§ Prompt:
Can you write out the listing below again, swapping every "Mark" for "Locate" and leaving all else unchanged?

[Stored items from a collection]
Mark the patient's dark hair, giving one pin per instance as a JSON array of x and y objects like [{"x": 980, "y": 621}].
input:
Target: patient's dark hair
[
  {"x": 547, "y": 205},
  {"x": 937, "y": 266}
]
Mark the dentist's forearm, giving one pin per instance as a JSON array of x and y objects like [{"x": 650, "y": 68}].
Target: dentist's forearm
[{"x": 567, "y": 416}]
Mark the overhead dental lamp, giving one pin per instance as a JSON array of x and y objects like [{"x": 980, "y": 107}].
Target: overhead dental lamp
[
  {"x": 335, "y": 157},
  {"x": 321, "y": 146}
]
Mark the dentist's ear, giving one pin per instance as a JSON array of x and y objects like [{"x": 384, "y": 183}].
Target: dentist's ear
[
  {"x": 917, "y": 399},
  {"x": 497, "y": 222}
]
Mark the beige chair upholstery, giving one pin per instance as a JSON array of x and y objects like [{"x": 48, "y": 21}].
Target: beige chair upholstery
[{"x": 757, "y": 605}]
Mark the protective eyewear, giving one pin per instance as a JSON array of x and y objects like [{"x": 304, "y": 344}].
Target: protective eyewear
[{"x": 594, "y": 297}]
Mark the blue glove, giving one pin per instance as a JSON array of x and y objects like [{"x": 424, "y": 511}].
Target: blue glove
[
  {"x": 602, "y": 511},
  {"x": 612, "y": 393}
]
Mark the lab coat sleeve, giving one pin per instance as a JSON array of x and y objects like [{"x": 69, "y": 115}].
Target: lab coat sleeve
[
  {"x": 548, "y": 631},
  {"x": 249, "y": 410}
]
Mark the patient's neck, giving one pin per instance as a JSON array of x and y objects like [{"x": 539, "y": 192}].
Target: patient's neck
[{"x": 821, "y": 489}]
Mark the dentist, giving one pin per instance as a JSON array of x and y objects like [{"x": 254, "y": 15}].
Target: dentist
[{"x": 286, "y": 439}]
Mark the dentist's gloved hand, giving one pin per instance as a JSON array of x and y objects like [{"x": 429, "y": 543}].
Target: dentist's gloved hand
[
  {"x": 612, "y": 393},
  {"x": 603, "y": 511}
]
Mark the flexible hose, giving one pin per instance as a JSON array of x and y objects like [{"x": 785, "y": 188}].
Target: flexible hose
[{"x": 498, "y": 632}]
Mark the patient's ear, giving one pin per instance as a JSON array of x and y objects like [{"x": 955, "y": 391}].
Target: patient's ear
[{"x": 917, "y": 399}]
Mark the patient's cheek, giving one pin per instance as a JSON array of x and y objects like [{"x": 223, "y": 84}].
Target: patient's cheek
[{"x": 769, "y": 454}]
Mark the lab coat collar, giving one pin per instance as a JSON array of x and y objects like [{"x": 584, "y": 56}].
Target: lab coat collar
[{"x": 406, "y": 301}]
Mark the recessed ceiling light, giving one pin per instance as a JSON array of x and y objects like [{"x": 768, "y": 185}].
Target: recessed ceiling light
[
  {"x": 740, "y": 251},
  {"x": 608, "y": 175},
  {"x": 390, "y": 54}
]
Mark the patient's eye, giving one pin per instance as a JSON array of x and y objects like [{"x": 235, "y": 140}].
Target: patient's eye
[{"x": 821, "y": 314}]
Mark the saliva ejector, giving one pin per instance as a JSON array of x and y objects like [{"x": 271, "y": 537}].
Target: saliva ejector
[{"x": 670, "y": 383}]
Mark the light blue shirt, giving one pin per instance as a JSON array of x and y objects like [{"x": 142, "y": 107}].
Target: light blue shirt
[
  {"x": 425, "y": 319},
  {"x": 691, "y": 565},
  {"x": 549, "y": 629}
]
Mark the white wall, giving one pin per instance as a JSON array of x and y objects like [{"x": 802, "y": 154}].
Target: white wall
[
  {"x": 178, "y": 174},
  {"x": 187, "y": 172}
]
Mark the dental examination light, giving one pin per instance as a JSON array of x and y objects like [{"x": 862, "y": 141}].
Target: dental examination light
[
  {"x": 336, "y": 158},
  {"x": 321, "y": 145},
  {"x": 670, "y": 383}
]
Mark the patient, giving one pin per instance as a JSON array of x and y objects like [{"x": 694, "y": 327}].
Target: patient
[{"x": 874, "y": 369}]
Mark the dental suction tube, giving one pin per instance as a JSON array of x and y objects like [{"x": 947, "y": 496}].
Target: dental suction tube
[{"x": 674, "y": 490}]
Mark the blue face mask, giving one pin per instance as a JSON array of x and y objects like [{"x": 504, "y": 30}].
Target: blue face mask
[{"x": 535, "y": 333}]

§ Result for this task:
Locate the patient's dark hair, giving one pin per instance as a JSON array of x and y objects like [{"x": 980, "y": 621}].
input:
Target: patient's dark hair
[
  {"x": 547, "y": 205},
  {"x": 937, "y": 266}
]
Locate the dentist's forearm, giving one pin per instance as a JSON array of x and y objects like [{"x": 650, "y": 68}].
Target: dentist's forearm
[{"x": 567, "y": 416}]
Locate the overhead dental lamp, giving one pin per instance as a JSON array of x and y objects like [{"x": 980, "y": 107}].
Target: overhead dental lamp
[
  {"x": 335, "y": 157},
  {"x": 321, "y": 146}
]
Locate the dentist's ear, giving one pin per instance as a JSON array of x and y objects like [{"x": 384, "y": 183}].
Target: dentist's ear
[
  {"x": 917, "y": 399},
  {"x": 497, "y": 222}
]
Locate the beige chair upholstery, giving one pin per instance as a JSON array of x and y objects like [{"x": 48, "y": 21}].
Target: beige chair upholstery
[{"x": 757, "y": 605}]
Locate the protective eyewear, giving one pin per instance as a JSON array of x and y objects like [{"x": 304, "y": 344}].
Target: protective eyewear
[{"x": 594, "y": 297}]
Locate the blue glove, giving one pin per instance as a JSON array of x and y objects like [{"x": 424, "y": 511}].
Target: blue glove
[
  {"x": 602, "y": 511},
  {"x": 612, "y": 393}
]
Locate the lab coat sleeve, giving one pin per instance as a JSON array of x and y objects like [{"x": 69, "y": 115}].
Target: lab coat sleeve
[
  {"x": 548, "y": 631},
  {"x": 249, "y": 410}
]
Locate the patient's neck, giving one pin per instance as a JSON array of x and y objects like [{"x": 539, "y": 192}].
Target: patient's neck
[{"x": 821, "y": 489}]
Locate the dentist, giving one pin per instance as a JSON array of x and y objects like [{"x": 254, "y": 15}].
Target: dentist
[{"x": 286, "y": 439}]
Locate the dentist's gloved hand, giving one pin per instance as a JSON array of x and y objects like [{"x": 429, "y": 543}].
Target: dentist's gloved hand
[
  {"x": 612, "y": 393},
  {"x": 603, "y": 511}
]
Locate the flexible hose, giving one pin per instance as a JSON array of x and y objects like [{"x": 785, "y": 188}].
Target: flexible hose
[{"x": 498, "y": 632}]
Locate the patient's ear, giving one pin per instance as a JSON array of x and y objects like [{"x": 955, "y": 391}].
Target: patient's ear
[{"x": 917, "y": 399}]
Locate the patient's cheek, giving one pin per instance as a JSON array of x and y objects like [{"x": 223, "y": 84}].
Target: patient's cheek
[{"x": 769, "y": 454}]
Locate the lab coat collar, giving one pin per instance as a JSON array of x and y objects like [{"x": 584, "y": 56}].
Target: lab coat collar
[{"x": 406, "y": 301}]
Locate the recessed ceiling light, giving one pin per instance as a JSON array of x and y objects like [{"x": 768, "y": 185}].
Target: recessed ceiling light
[
  {"x": 740, "y": 251},
  {"x": 608, "y": 175},
  {"x": 390, "y": 54}
]
Locate the patient's eye, giving one pin per instance as a JSON array of x and y objects like [{"x": 235, "y": 140}].
Target: patient's eye
[{"x": 821, "y": 314}]
Locate the saliva ejector, giving one pin per instance as a JSON array of x and y objects like [{"x": 271, "y": 537}].
Target: saliva ejector
[{"x": 670, "y": 383}]
Locate the light blue shirt, giving one pin per instance as a JSON array of x and y objects like [{"x": 142, "y": 107}].
Target: light blue shirt
[
  {"x": 425, "y": 319},
  {"x": 691, "y": 565},
  {"x": 549, "y": 629}
]
Locate the white wall, giving one pin per instance as a JSON array of x and y objects like [{"x": 802, "y": 154}].
Target: white wall
[
  {"x": 178, "y": 174},
  {"x": 187, "y": 172}
]
Locate the dental examination light, giving one pin per instance as a JSON array of x and y objects like [{"x": 862, "y": 141}].
Target: dental examination light
[
  {"x": 336, "y": 158},
  {"x": 321, "y": 145},
  {"x": 670, "y": 383}
]
Locate the patient, giving one pin per instance as a JSON array of x and y objects like [{"x": 694, "y": 327}].
Target: patient
[{"x": 874, "y": 369}]
Locate the dental suction tube, giving one pin per instance as a JSON array of x and y objects like [{"x": 947, "y": 496}].
Target: dental suction tube
[{"x": 674, "y": 490}]
Locate the blue face mask, giving one pin per instance as a JSON array of x and y objects like [{"x": 504, "y": 30}].
Target: blue face mask
[{"x": 535, "y": 333}]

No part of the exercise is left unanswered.